***** RECORD EXCERPTS
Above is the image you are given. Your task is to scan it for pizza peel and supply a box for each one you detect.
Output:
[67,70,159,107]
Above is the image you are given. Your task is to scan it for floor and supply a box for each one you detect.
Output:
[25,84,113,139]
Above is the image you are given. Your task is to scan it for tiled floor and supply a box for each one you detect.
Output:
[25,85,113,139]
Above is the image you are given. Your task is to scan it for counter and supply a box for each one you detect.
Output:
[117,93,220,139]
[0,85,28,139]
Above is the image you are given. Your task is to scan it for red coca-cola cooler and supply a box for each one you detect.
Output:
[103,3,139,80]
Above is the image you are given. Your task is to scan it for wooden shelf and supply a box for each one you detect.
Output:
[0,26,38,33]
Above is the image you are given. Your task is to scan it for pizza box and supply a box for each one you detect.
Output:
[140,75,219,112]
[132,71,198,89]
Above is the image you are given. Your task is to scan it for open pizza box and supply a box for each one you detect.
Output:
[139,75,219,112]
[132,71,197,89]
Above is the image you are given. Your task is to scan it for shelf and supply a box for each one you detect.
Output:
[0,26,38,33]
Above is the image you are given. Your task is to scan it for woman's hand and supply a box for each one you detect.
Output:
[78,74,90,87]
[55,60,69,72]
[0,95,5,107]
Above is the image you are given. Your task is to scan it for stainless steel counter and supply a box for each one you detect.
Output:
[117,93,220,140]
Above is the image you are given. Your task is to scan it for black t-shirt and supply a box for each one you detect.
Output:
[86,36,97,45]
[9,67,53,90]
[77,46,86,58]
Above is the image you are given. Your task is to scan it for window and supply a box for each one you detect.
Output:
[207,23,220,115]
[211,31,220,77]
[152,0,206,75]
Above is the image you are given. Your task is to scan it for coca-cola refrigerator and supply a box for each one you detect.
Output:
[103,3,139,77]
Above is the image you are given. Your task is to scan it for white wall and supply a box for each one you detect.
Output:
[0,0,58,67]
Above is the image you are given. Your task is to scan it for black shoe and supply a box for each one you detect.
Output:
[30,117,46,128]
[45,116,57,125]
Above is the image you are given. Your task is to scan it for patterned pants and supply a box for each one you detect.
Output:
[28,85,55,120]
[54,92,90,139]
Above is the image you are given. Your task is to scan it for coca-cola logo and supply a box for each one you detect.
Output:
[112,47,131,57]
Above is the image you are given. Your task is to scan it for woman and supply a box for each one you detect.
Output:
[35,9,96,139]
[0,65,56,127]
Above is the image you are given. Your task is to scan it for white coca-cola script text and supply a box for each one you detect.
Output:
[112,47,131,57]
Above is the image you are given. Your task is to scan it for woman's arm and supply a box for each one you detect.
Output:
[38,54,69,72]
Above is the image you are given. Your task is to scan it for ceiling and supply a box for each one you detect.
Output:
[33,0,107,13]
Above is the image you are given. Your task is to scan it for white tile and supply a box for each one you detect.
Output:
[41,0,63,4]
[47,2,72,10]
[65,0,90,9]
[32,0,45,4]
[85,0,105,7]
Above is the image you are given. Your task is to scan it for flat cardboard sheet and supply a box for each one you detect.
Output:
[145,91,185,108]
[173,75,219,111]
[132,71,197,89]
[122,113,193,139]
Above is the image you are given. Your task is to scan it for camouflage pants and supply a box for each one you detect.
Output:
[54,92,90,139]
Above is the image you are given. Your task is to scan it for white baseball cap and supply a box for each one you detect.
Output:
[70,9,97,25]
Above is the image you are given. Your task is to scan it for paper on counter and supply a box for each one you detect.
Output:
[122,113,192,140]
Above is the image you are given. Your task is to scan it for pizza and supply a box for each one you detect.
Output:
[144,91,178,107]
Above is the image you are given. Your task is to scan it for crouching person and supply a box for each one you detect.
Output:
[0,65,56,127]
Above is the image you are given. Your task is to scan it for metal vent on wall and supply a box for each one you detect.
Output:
**********
TASK DESCRIPTION =>
Copy out the lines between the one holding "for white baseball" and the one holding "[122,113,192,140]", inclusive, reproducing each of them verbatim.

OUTPUT FOR THIS TASK =>
Above is the image you are given. Your task is to scan it for white baseball cap and supply a box for each one you detect.
Output:
[70,9,97,25]
Above is the image you are given. Your task is to scan it for paper on counter and supply a box for each one you detect.
Output:
[122,113,192,140]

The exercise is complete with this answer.